What to do: Would you write out all of the records that follow, exactly as they stand?

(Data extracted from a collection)
═══

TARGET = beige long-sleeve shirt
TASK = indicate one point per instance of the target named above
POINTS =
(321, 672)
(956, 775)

═══

Solution:
TARGET = beige long-sleeve shirt
TASK = indicate one point per instance of the target named above
POINTS =
(321, 672)
(956, 775)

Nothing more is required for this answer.